## begin Dataset

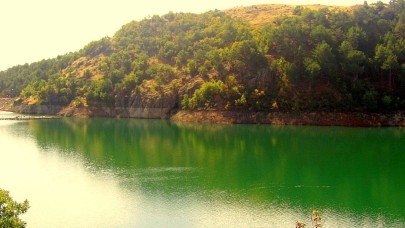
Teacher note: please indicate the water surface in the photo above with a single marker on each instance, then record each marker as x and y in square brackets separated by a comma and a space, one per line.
[149, 173]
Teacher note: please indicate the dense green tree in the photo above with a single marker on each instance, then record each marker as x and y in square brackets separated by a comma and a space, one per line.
[10, 211]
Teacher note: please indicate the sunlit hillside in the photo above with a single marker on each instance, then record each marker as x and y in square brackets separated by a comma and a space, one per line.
[259, 15]
[257, 58]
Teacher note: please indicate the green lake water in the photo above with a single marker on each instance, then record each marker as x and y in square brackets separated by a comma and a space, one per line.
[152, 173]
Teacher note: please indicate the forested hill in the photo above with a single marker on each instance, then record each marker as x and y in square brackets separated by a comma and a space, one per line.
[324, 59]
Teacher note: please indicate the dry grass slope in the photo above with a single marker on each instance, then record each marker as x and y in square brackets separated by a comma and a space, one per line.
[259, 15]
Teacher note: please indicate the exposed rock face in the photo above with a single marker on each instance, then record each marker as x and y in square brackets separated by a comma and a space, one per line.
[37, 109]
[279, 118]
[5, 104]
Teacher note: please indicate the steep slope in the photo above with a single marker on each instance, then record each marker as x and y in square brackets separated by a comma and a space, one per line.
[261, 15]
[245, 59]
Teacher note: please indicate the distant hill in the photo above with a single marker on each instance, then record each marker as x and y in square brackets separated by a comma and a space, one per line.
[260, 15]
[256, 58]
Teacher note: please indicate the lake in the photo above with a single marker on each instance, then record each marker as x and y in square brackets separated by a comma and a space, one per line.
[154, 173]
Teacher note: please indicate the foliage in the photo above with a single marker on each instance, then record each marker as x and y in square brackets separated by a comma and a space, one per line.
[10, 211]
[324, 59]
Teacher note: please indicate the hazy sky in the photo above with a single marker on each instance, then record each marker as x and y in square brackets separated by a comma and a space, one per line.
[32, 30]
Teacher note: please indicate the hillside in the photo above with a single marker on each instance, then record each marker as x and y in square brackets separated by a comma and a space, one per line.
[261, 15]
[258, 58]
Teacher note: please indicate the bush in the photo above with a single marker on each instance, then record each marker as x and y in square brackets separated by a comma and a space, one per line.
[11, 210]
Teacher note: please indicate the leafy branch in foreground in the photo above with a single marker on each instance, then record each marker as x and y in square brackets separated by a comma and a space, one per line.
[10, 211]
[315, 219]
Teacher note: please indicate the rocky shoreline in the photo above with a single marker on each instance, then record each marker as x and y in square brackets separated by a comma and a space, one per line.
[294, 118]
[5, 104]
[348, 119]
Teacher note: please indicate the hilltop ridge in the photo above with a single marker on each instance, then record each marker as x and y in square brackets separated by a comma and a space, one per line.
[262, 58]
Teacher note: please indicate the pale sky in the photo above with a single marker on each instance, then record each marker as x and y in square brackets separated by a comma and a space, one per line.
[32, 30]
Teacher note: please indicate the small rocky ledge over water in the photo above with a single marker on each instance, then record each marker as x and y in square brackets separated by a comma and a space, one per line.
[5, 104]
[294, 118]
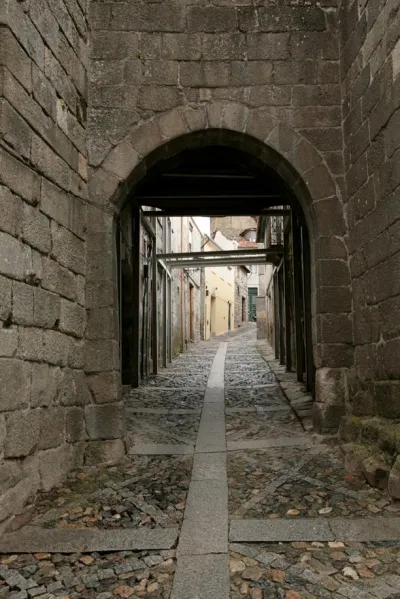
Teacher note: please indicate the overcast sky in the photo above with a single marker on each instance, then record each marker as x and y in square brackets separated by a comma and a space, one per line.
[203, 222]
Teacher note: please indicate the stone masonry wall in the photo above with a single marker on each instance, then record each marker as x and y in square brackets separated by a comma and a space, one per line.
[45, 411]
[159, 70]
[370, 75]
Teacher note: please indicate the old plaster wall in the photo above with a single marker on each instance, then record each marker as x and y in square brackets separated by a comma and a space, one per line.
[241, 296]
[370, 76]
[45, 403]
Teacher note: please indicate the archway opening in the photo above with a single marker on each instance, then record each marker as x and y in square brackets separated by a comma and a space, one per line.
[213, 173]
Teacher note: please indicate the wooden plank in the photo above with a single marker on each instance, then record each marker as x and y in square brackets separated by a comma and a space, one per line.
[298, 298]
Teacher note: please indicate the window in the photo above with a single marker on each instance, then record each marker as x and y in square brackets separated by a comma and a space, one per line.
[190, 236]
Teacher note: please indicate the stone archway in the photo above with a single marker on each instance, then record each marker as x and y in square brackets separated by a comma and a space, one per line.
[303, 170]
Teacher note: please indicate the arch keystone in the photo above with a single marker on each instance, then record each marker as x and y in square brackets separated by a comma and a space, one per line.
[121, 160]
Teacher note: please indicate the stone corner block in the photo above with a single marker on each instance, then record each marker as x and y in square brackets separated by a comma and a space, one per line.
[102, 452]
[105, 421]
[121, 160]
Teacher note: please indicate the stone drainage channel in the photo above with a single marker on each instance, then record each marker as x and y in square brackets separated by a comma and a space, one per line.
[268, 511]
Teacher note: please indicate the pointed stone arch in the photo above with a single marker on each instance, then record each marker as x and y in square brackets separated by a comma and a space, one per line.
[300, 166]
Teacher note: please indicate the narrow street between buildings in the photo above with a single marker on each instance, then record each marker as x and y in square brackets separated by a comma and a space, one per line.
[223, 495]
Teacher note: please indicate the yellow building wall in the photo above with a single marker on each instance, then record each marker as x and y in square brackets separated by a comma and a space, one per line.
[219, 302]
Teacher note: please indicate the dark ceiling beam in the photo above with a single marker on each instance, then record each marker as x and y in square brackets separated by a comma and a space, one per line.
[217, 212]
[221, 196]
[216, 254]
[269, 259]
[206, 176]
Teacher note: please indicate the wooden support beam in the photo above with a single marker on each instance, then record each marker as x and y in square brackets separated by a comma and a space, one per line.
[307, 310]
[154, 304]
[298, 298]
[281, 298]
[288, 295]
[135, 296]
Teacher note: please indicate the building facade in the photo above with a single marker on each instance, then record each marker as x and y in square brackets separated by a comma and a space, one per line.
[97, 94]
[219, 292]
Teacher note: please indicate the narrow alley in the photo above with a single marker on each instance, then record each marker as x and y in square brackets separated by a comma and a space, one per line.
[223, 495]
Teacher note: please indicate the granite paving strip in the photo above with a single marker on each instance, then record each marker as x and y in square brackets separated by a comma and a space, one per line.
[366, 529]
[33, 539]
[256, 408]
[265, 443]
[202, 567]
[201, 577]
[282, 530]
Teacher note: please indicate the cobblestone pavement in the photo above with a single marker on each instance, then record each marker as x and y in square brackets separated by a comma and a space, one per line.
[153, 492]
[89, 576]
[301, 570]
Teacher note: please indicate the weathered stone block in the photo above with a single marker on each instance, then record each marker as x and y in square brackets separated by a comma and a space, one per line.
[333, 273]
[54, 465]
[250, 73]
[5, 298]
[43, 92]
[63, 208]
[58, 279]
[100, 294]
[387, 398]
[102, 324]
[77, 356]
[23, 430]
[114, 45]
[98, 452]
[158, 99]
[15, 257]
[46, 309]
[8, 342]
[104, 421]
[105, 387]
[394, 479]
[67, 249]
[30, 344]
[46, 381]
[10, 212]
[15, 59]
[22, 303]
[211, 19]
[122, 160]
[148, 17]
[14, 130]
[292, 19]
[15, 498]
[56, 347]
[52, 427]
[72, 318]
[75, 425]
[376, 470]
[74, 390]
[101, 355]
[264, 46]
[330, 392]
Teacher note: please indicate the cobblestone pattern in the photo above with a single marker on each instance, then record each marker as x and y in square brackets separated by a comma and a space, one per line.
[141, 491]
[164, 398]
[88, 576]
[300, 570]
[264, 426]
[292, 482]
[287, 482]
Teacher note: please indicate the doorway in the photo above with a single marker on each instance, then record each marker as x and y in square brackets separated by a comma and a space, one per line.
[191, 313]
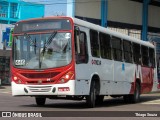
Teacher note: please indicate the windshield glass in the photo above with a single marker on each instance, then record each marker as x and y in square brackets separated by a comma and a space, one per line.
[42, 51]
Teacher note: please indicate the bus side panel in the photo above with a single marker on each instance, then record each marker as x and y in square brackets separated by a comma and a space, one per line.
[147, 79]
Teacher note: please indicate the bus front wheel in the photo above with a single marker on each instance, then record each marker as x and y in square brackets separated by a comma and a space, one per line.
[40, 101]
[135, 97]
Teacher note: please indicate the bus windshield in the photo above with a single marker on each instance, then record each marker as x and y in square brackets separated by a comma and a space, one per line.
[42, 51]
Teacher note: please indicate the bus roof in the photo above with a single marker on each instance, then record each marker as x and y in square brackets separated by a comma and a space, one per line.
[111, 32]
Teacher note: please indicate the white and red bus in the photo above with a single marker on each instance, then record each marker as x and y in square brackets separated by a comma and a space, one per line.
[57, 57]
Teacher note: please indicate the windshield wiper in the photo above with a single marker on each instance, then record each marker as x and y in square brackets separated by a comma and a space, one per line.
[32, 43]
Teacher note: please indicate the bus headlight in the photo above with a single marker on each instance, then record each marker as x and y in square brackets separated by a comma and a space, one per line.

## end Dataset

## Aim of the exercise
Everything from the line with "Teacher note: please indicate the bus side" through the last line of the material above should be echoed exactly, and nothing else.

## Response to this exercise
Teacher note: please indicate the bus side panel in the photo above with a single marker on each instance, then record each marker as x and y in square brackets separated by a comma and a space, one per line.
[147, 79]
Teacher note: please indicate the bus front wheel in the photo above with a single marker on each instance, then record each marker as x and y in square brackets separated by a comma and a space, one per line.
[40, 101]
[135, 97]
Teacher note: please indicate the bus windshield in the photo above with a single marker on each instance, then record each marker as x and y in square brackets separated by a comma and a space, one per line.
[42, 51]
Teacher note: please indicate the bus roof in the photo above with a single marker on each instance, then record each marker as x and y in square brackets separated by a comma and a space, one per line.
[111, 32]
Teacher note: please indicate the white and red bus in the photo above with a single marker on each instance, then record each marker as x and y in square brackets separated by a comma and a space, one per line.
[57, 57]
Teacher note: please indicate the windshield wiper in the photo above with a single marker on each instance, then record each marker as x and y in square brackets separated by a comma and a space, one per line.
[32, 43]
Teacher note: please indicate the bus headlight in the photo above with a single marker on each instance, then record each marker as x and y in square brackets separated by a comma and a space, one per line.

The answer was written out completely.